*** Study text Section Begins ***
The 230-199 voting was largely along party lines, with 11 House Republicans joining all their Democratic colleagues to cast the "yea" vote to oust Greene from the Budget Committee and the Education and Labor Committee, a move seen by local media as unprecedented in congressional history.

The move came one day after House Republicans refused to take punitive action against the 46-year-old congresswoman over her repeated spreading of conspiracy theories and implying support for killing prominent Democrat officials before she ran for office.

"I remain profoundly concerned about House Republicans' leadership acceptance of extreme conspiracy theorists," Speaker Nancy Pelosi said at her weekly news conference.

"Particularly disturbing is their eagerness to reward a QAnon adherent, a 9/11 truther, a harasser of child survivors of school shootings," she said.

Greene, who was sworn in last month, took to the house floor to defend herself ahead of the vote, saying she had been "allowed to believe things that weren't true" and now she regrets her past remarks.

She did not make direct apology for her social media posts that recently triggered fierce widespread backlash after resurfacing.

Greene said she now believes that 9/11 attacks and deadly school shootings in the U.S. were real, walking back on her social media posts suggesting that the tragedies might have been staged.

Social media records show that Greene had also backed QAnon conspiracy theories such as a Democratic-run pedophile ring.

The congresswoman claimed that she "stumbled across" QAnon in late 2017 and began posting about it on Facebook throughout 2018 since she was "upset about things" happening in the U.S. and did not trust the government.
*** Study text Section Ends ***
_Work request A_: Please list the descriptions Pelosi uses in the news text on Greene's committee removal for the person she says House Republicans are eager to reward.
_Work request B_: Resume the news text on Greene's committee removal, picking up after its final sentence.
*** Supplied information Section Begins ***
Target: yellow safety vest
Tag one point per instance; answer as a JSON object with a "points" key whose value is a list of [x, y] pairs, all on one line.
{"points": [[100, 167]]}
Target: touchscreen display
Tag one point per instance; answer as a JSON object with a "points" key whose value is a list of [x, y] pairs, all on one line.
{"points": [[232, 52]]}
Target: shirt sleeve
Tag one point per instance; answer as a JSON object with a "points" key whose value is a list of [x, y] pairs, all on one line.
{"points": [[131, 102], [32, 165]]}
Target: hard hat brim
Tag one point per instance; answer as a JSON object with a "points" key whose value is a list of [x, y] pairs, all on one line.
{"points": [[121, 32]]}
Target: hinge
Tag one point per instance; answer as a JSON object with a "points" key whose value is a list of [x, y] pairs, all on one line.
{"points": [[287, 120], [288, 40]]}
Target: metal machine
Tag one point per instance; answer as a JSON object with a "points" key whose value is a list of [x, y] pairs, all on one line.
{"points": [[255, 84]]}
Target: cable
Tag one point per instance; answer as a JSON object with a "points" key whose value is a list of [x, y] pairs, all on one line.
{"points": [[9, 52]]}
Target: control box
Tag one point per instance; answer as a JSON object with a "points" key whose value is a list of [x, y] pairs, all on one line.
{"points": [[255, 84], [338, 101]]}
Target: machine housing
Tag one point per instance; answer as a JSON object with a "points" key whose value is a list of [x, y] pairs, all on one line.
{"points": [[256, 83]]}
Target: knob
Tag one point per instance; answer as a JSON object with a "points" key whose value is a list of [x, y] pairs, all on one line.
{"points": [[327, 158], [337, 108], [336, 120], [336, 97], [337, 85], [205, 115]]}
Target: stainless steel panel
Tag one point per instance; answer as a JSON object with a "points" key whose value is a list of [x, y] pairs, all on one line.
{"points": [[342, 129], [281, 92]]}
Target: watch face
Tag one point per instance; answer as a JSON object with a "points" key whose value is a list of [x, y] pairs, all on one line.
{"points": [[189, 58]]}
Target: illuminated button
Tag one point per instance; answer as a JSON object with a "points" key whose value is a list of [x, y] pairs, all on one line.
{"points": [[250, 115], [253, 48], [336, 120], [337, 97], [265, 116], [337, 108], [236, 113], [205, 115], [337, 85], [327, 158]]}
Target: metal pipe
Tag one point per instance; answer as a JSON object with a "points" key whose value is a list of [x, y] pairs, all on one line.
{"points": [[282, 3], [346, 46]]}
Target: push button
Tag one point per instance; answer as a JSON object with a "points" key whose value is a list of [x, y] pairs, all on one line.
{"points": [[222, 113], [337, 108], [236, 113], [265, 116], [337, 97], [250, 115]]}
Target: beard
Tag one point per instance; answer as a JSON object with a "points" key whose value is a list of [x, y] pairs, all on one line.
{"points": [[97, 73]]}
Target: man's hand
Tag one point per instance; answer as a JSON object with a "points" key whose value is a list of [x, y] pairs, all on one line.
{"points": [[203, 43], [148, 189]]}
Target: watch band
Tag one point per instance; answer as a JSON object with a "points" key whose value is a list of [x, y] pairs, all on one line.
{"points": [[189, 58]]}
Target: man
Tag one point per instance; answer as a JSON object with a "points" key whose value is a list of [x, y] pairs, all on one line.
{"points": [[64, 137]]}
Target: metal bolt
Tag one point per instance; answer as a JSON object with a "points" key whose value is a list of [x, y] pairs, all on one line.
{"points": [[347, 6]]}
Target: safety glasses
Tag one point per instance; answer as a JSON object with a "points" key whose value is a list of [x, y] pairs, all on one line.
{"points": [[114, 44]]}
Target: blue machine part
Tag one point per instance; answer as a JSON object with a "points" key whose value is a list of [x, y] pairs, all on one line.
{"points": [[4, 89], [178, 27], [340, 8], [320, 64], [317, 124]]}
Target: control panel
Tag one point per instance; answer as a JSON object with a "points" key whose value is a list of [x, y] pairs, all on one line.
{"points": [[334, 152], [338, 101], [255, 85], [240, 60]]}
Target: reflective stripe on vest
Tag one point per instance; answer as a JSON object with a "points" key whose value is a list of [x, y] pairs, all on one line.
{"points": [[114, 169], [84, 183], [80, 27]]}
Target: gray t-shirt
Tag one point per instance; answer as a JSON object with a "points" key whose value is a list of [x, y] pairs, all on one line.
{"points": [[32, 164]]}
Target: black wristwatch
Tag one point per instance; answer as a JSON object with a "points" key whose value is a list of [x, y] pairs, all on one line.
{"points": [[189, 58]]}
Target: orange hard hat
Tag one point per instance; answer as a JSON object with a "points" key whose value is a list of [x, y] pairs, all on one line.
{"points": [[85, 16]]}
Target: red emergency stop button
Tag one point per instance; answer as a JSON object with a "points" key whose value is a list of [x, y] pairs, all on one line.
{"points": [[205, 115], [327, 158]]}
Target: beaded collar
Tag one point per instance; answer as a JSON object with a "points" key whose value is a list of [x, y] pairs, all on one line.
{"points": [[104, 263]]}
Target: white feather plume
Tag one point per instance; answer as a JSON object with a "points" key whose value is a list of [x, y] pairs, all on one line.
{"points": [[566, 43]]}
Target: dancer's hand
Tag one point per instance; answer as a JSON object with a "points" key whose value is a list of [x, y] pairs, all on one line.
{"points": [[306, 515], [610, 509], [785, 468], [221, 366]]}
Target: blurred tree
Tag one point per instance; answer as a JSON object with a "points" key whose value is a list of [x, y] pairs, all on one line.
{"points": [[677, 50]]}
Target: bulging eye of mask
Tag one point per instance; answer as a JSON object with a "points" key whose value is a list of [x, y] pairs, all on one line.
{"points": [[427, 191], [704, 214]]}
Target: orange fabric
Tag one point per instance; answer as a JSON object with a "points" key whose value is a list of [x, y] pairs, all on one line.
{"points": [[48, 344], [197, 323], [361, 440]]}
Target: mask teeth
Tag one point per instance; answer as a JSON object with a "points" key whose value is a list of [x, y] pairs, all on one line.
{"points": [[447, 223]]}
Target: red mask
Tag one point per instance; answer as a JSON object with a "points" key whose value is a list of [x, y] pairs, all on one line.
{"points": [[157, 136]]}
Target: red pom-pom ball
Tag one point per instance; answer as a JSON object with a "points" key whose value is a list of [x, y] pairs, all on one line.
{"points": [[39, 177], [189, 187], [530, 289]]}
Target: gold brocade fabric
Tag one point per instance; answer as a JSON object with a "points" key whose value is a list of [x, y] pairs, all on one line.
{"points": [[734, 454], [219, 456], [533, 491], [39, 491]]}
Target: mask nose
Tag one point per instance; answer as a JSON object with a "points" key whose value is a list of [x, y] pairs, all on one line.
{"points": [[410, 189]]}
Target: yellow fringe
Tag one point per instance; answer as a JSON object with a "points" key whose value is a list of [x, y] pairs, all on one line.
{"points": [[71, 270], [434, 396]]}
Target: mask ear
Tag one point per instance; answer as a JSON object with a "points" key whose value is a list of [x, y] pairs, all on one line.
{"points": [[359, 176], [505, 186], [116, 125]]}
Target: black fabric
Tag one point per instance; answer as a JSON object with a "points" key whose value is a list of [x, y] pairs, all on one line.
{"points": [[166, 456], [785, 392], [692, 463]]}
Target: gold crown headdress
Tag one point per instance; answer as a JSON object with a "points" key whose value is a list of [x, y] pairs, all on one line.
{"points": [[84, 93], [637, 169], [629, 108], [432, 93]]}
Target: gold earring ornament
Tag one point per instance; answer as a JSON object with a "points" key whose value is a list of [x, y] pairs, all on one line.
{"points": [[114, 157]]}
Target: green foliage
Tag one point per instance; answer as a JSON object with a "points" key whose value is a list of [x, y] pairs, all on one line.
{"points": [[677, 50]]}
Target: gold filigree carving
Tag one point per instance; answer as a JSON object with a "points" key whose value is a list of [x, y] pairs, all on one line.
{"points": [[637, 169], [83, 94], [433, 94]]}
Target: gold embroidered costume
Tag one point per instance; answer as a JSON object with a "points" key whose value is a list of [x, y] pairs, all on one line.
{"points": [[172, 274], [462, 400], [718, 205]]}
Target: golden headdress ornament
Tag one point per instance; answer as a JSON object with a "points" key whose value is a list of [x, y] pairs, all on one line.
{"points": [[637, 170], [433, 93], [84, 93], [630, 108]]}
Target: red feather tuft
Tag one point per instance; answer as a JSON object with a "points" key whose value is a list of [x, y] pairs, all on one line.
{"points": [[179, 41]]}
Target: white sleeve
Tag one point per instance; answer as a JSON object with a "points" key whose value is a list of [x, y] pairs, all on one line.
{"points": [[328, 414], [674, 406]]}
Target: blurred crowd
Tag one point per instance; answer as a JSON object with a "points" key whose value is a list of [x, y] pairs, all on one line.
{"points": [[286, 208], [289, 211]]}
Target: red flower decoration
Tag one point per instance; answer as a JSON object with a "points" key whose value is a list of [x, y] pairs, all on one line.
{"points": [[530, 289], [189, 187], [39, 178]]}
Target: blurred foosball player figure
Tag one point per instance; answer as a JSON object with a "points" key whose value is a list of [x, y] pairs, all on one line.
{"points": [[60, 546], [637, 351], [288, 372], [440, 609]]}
*** Supplied information Section Ends ***
_Expected answer A_:
- a QAnon adherent
- a 9/11 truther
- a harasser of child survivors of school shootings

_Expected answer B_:
Greene, who wore a mask printed with "FREE SPEECH" on House floor, remained defiant on social media. She tweeted on Thursday that "It's not just me they want to cancel. They want to cancel every Republican. Don't let the mob win."

She liked a Facebook comment in 2019 that said "a bullet to the head would be quicker" to remove Pelosi. She also once suggested in an online video that Pelosi could be executed for treason.

House Republican leader Kevin McCarthy said in a statement released Wednesday that Greene's past comments "do not represent the values or beliefs of the House Republican Conference. I condemn those comments unequivocally."

However, McCarthy accused Democrats of "choosing to raise the temperature by taking the unprecedented step to further their partisan power grab regarding the committee assignments of the other party."

Without naming the congresswoman, Senate Minority Leader Mitch McConnell on Monday slammed Greene for her embrace of "loony lies and conspiracy theories" as a "cancer for the Republican Party."